## Begin
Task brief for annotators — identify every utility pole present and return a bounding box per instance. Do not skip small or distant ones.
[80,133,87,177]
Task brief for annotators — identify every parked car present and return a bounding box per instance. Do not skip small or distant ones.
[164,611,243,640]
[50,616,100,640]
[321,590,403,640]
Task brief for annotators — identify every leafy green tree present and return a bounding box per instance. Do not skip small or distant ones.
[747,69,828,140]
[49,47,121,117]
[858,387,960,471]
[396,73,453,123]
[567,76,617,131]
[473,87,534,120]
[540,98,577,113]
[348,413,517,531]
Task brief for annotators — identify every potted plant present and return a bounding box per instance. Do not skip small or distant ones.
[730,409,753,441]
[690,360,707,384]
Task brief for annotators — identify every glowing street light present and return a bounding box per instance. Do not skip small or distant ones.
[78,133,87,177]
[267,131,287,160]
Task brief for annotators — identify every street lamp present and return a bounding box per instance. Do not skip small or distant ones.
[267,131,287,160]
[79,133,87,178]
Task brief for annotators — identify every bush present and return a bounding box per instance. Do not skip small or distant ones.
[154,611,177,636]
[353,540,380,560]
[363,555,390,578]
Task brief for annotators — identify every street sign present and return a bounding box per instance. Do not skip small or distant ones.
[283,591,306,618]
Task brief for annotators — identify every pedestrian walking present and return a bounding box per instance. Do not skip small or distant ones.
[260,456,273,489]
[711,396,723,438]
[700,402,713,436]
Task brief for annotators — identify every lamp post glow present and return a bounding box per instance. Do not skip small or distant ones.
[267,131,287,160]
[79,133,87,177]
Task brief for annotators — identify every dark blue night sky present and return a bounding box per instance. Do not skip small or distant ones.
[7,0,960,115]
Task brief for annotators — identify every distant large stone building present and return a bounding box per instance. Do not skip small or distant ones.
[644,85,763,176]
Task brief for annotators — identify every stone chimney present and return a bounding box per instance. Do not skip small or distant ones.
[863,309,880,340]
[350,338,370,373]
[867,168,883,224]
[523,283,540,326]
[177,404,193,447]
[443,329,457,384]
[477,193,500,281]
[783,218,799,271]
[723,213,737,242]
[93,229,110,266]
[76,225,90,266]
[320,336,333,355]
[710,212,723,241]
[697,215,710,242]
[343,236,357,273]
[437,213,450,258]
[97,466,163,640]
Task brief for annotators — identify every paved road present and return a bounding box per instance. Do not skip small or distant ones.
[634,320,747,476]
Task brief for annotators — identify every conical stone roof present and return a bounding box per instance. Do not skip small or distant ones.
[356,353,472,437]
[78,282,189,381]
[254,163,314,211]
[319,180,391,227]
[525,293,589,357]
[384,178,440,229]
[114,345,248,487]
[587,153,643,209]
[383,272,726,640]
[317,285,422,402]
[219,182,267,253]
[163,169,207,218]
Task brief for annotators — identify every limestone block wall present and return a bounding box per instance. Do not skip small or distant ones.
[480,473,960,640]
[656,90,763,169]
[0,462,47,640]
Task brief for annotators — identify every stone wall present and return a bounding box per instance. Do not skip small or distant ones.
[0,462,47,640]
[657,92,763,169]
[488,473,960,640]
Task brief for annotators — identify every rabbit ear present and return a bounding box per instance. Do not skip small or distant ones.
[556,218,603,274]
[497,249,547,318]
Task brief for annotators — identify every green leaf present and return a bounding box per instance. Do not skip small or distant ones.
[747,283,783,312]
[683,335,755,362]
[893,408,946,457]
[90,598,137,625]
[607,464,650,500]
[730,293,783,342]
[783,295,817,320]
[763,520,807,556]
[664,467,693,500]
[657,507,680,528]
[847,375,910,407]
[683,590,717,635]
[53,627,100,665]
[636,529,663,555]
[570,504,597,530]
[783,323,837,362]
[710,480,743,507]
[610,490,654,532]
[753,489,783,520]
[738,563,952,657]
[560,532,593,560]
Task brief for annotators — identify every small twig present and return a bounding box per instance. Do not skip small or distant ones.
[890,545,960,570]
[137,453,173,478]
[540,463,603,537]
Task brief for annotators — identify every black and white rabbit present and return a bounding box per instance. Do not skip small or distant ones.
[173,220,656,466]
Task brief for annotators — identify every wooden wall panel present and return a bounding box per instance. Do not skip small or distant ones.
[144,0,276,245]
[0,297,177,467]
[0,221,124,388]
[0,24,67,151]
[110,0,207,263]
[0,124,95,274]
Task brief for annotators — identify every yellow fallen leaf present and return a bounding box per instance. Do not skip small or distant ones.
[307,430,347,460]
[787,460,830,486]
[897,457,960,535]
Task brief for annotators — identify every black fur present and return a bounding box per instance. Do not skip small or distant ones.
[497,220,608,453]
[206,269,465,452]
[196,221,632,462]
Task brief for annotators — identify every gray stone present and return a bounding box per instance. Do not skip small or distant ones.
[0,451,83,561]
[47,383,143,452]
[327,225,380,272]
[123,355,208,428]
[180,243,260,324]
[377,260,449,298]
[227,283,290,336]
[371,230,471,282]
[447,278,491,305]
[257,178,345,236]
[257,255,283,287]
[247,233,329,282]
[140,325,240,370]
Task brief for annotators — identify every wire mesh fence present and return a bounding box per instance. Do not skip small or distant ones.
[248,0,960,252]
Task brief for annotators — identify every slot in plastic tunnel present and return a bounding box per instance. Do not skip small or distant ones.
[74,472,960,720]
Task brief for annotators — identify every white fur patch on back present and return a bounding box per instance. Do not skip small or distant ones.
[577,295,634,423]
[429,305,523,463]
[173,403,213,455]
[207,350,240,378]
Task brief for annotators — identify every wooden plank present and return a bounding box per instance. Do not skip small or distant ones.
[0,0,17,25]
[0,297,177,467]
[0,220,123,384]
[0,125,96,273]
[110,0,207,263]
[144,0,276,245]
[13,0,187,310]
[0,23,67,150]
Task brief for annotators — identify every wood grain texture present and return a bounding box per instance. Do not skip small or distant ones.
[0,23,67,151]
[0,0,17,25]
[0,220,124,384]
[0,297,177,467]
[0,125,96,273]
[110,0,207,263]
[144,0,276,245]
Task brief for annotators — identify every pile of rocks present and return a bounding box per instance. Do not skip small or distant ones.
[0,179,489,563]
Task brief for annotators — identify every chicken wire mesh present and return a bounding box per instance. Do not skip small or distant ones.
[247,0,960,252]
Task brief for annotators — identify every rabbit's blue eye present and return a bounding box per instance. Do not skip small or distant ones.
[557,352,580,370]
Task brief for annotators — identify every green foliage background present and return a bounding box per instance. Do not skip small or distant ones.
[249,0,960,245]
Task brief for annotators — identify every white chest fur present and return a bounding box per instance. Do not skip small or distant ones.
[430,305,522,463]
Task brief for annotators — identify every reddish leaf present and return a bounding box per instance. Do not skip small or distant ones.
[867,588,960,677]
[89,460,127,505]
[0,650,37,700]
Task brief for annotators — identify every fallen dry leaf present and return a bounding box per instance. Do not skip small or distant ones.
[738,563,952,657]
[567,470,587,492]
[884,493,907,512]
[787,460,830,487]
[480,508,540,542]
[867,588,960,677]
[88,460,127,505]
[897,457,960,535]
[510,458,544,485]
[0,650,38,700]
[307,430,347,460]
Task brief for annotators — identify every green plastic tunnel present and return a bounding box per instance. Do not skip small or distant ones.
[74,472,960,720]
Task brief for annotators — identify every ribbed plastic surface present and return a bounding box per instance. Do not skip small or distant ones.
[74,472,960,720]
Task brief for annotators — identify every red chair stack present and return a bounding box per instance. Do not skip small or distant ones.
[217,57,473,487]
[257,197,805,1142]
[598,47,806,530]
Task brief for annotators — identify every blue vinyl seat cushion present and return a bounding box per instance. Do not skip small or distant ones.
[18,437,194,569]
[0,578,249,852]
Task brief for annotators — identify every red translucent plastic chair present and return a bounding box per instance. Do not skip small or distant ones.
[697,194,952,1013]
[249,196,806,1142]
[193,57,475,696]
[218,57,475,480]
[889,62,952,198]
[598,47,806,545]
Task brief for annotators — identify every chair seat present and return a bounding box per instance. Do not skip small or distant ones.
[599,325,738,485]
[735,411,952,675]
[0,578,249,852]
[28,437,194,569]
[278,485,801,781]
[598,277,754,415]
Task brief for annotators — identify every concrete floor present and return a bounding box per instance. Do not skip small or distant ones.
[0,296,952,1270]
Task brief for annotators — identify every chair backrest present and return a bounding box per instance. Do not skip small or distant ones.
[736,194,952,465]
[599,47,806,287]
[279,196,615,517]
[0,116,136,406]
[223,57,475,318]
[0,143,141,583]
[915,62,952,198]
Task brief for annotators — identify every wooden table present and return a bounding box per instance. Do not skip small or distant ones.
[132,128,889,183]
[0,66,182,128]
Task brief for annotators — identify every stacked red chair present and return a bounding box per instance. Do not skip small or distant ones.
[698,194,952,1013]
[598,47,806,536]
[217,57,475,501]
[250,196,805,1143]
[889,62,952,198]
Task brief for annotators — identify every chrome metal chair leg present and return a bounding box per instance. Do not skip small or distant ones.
## End
- _INSTRUCTION_
Set down the records word for word, starting at the first line of the records and ending at the line that contains "[7,0,960,115]", including that line.

- _PROBLEM SOLUTION_
Task brief for annotators — identify every utility pole present and return a bounding box per instance. Do not skip small or distant ones.
[80,133,87,177]
Task brief for annotators — identify every parked car present and return a bounding box per instance. Do not skip small or distant ones.
[164,611,243,640]
[50,616,100,640]
[321,590,403,640]
Task brief for annotators — identify every leafy green tree present and return a bounding box per instance. Do not skip small or distant ones.
[747,69,828,140]
[49,47,121,117]
[858,387,960,471]
[396,73,453,123]
[567,76,617,131]
[473,87,534,120]
[540,98,577,113]
[348,413,517,531]
Task brief for annotators — identify every potted plant present and return a bounding box per instance. Do not skip small or distant ones.
[730,409,753,441]
[690,360,707,384]
Task brief for annotators — identify every glowing street light present and return a bounding box per instance. Do not skip small or distant ones.
[78,133,87,177]
[267,131,287,160]
Task brief for annotators — identify every street lamp present and return a bounding box per instance. Do not skip small or distant ones.
[267,131,287,160]
[79,133,87,178]
Task brief for annotators — identify every bush present and return a bounding box per instance. Do not skip small or distant ones.
[154,611,177,636]
[353,540,380,560]
[363,555,390,578]
Task brief for annotators — identify every street sign present and return a bounding box per instance. Do not skip small or distant ones.
[283,591,306,618]
Task brief for annotators — identify every pedestrian walking present and return a bounding box per instance. Do not skip small or distant ones.
[260,456,273,489]
[711,396,723,438]
[700,402,713,436]
Task brief for annotators — identify every lamp post glow present and return a bounding box per instance. Do not skip small or distant ones.
[267,131,287,160]
[79,133,87,177]
Task brief for annotators — identify every dark blue night sky present and return a bounding box per instance. Do not skip small or distant ones.
[7,0,960,115]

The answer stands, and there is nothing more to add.